(Stored data entries)
================================

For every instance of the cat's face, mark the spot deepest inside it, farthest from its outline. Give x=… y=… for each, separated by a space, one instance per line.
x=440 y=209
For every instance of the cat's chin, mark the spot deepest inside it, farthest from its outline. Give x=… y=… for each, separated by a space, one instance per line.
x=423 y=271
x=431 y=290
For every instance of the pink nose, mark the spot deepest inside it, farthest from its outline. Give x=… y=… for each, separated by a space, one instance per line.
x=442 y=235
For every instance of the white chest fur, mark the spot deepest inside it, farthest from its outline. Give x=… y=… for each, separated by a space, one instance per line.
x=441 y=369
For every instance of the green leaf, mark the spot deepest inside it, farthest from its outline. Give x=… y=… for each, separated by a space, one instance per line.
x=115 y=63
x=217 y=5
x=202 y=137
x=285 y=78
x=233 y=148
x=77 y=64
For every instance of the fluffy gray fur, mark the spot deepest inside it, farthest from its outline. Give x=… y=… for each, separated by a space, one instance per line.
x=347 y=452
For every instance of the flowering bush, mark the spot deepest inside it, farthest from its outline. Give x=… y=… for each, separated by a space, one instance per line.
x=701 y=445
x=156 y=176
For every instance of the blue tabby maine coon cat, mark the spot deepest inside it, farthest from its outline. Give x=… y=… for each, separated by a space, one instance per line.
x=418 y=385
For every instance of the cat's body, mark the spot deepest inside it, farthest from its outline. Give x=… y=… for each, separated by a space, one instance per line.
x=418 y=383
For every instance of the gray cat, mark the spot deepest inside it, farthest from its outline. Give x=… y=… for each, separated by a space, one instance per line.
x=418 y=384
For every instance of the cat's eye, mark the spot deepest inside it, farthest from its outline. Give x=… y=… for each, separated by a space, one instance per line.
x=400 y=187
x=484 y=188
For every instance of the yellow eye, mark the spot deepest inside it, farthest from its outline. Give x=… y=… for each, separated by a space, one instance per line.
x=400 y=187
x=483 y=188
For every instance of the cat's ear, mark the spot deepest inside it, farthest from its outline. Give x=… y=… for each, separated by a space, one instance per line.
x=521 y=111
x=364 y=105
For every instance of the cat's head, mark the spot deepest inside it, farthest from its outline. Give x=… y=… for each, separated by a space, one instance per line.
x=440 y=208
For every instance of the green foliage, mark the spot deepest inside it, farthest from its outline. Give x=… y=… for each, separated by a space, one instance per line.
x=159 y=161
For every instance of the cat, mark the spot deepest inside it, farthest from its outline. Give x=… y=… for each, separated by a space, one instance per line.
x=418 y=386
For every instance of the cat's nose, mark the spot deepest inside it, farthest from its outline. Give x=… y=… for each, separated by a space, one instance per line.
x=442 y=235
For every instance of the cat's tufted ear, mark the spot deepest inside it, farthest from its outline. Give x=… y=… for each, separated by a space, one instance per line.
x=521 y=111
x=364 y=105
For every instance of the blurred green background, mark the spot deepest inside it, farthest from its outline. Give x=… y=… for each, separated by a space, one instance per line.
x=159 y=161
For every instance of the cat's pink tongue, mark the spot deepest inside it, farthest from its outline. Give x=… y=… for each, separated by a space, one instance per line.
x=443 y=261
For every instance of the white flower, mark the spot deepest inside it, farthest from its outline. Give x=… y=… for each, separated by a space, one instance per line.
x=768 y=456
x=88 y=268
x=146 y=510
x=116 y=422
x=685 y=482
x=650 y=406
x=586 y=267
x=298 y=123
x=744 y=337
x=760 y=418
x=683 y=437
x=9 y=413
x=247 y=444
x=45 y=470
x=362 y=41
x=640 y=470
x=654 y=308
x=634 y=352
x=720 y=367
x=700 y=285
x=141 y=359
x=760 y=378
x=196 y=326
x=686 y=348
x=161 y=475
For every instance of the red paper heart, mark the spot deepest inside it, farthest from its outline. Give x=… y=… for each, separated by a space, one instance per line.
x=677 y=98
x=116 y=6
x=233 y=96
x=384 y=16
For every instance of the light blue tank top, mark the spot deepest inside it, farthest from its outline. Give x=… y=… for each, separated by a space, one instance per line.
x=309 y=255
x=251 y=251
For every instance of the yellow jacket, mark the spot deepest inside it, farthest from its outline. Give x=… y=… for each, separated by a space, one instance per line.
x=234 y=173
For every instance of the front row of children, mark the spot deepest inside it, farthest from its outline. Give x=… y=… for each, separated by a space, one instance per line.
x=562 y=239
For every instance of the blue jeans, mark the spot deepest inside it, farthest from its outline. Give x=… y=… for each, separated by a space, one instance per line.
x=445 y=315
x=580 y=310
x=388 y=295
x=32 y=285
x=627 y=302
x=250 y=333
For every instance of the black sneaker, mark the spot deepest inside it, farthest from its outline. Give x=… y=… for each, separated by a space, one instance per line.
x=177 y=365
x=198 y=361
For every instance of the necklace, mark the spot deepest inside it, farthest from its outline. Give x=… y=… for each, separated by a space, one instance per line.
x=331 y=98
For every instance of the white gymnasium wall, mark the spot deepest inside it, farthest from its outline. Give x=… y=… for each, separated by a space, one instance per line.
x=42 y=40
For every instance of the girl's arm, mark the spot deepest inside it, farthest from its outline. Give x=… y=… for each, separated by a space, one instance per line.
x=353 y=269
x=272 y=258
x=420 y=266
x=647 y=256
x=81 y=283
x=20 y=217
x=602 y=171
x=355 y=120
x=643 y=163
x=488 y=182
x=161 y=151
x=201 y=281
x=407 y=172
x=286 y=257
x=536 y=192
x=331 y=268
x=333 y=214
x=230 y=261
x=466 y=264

================================

▶ **Work instruction**: Output the data above in full and exactly.

▶ **Exercise result**:
For every instance of the cat's face, mark the spot deepest inside it, farthest from its outline. Give x=… y=… for each, separated by a space, one instance per line.
x=440 y=209
For every instance of the cat's chin, mark the spot deepest inside it, farthest from its outline. Give x=… y=… for each, separated by a space, one instance per line.
x=423 y=271
x=431 y=290
For every instance of the pink nose, mark the spot deepest inside it, farthest from its outline. Give x=… y=… for each, separated by a space, one instance per line.
x=442 y=235
For every instance of the white chest fur, mark the spot deepest inside it, farthest from its outline. Give x=… y=… for each, separated by a space, one instance per line.
x=441 y=369
For every instance of the green leaf, mark the spot deepest inside it, farthest from its outline. Give x=… y=… for each, separated by a space, one instance per line.
x=115 y=63
x=217 y=5
x=202 y=137
x=285 y=78
x=233 y=148
x=77 y=64
For every instance of the fluffy gray fur, mark the spot deepest inside it, farthest from its outline. Give x=… y=… for each, separated by a space, one instance per line.
x=347 y=452
For every instance of the flowering bush, mark the spot deepest inside it, farthest from its outline. Give x=… y=… for each, separated by a space, one instance per line.
x=701 y=445
x=156 y=176
For every instance of the blue tabby maine coon cat, mark the spot deepest inside it, farthest from its outline. Give x=… y=… for each, separated by a space, one instance per line.
x=418 y=385
For every instance of the cat's body, mark the spot deepest inside it, farthest from its outline. Give x=… y=… for each, separated by a space, one instance per line.
x=418 y=383
For every instance of the gray cat, mark the spot deepest inside it, farthest from its outline. Give x=… y=… for each, separated by a space, one instance per line.
x=418 y=384
For every instance of the cat's eye, mark the spot deepest inside it, farthest from its outline. Give x=… y=… for each, separated by a space, one instance per line.
x=400 y=187
x=484 y=188
For every instance of the yellow eye, mark the spot deepest inside it, farthest from its outline. Give x=… y=… for each, separated by a space, one instance per line.
x=400 y=187
x=483 y=188
For every instance of the cat's ear, mark the spot deepest inside it, farthest from its outline. Give x=… y=… for each, separated by a space, one instance per line.
x=521 y=111
x=364 y=105
For every instance of the cat's head, mark the spot deepest inside it, farthest from its outline. Give x=… y=… for each, separated by a space, one instance per line.
x=440 y=208
For every instance of the green foliage, mark the spot deepest inside it, farthest from its outline. Give x=… y=… for each, separated by a space, one instance per line.
x=159 y=161
For every instance of the cat, mark the spot deepest inside it, farthest from its outline. Give x=… y=… for each, separated by a space, one instance per line.
x=418 y=386
For every instance of the cat's nose, mark the spot deepest inside it, farthest from its outline. Give x=… y=… for each, separated by a space, one instance per line.
x=442 y=235
For every instance of the cat's tufted ear, mark the spot deepest inside it, farthest from its outline. Give x=… y=… for each, separated by a space, one instance per line.
x=521 y=111
x=364 y=105
For every instance of the blurred green background, mark the spot deepest inside it, farthest from its outline. Give x=… y=… for each, separated by a space, one instance per line.
x=159 y=161
For every instance of the cat's pink tongue, mark the spot deepest inside it, farthest from its outline. Give x=… y=… for each, separated by a space, one instance per line.
x=443 y=261
For every instance of the white flower, mark the spot deepest inside it, farthest from its outline. Give x=… y=… for each, separated by a space, one instance per line.
x=768 y=456
x=88 y=268
x=146 y=510
x=116 y=422
x=685 y=482
x=650 y=406
x=586 y=267
x=298 y=123
x=744 y=337
x=760 y=418
x=683 y=437
x=9 y=413
x=247 y=444
x=45 y=470
x=362 y=41
x=640 y=470
x=654 y=308
x=634 y=352
x=720 y=367
x=700 y=285
x=141 y=359
x=760 y=378
x=196 y=326
x=686 y=348
x=161 y=475
For every instance of the red paper heart, mark the spot deepest inside it, farthest from its outline. Give x=… y=… for each, separated by a space, one instance per line.
x=677 y=98
x=116 y=6
x=233 y=96
x=384 y=16
For every instance of the light blue tank top, mark the spot deepest inside it, farthest from its outline. Give x=… y=… for each, separated by a space, one instance per line.
x=309 y=255
x=251 y=251
For every instance of the yellow jacket, mark the spot deepest inside it, farthest from its outline. Give x=… y=… for each, separated by a space, one instance per line.
x=234 y=173
For every instance of the front row of children, mark the spot deepest inside it, farthest from its outline. Give x=… y=… for each, separated by a space, one instance per line.
x=562 y=239
For every instance of the blue jeans, mark the spot deepest inside it, farthest from its outline. Give x=… y=… for each, separated by a space, one instance per line.
x=445 y=315
x=580 y=310
x=388 y=295
x=32 y=285
x=627 y=302
x=250 y=333
For every instance of the black sneaker, mark the spot deepest inside it, farthest from its outline. Give x=… y=… for each, separated by a space, one instance per line.
x=177 y=365
x=198 y=361
For every instance of the necklace, mark the spot deepest inside it, farthest from its outline. Give x=… y=… for each, separated by a space, one instance per line.
x=331 y=98
For every instance of the white gymnasium wall, mark the spot deepest inside it, farthest from its outline. Give x=… y=… for each, separated by a space, one instance per line.
x=42 y=40
For every instance of the girl's arm, mark the spot deepest inside it, farthest from its outline. Give x=… y=… for each, separated by a space, one instance per line.
x=353 y=269
x=272 y=258
x=420 y=266
x=647 y=256
x=81 y=283
x=20 y=217
x=602 y=171
x=355 y=120
x=643 y=163
x=488 y=182
x=161 y=151
x=201 y=281
x=407 y=172
x=286 y=257
x=536 y=192
x=331 y=268
x=333 y=214
x=230 y=261
x=466 y=264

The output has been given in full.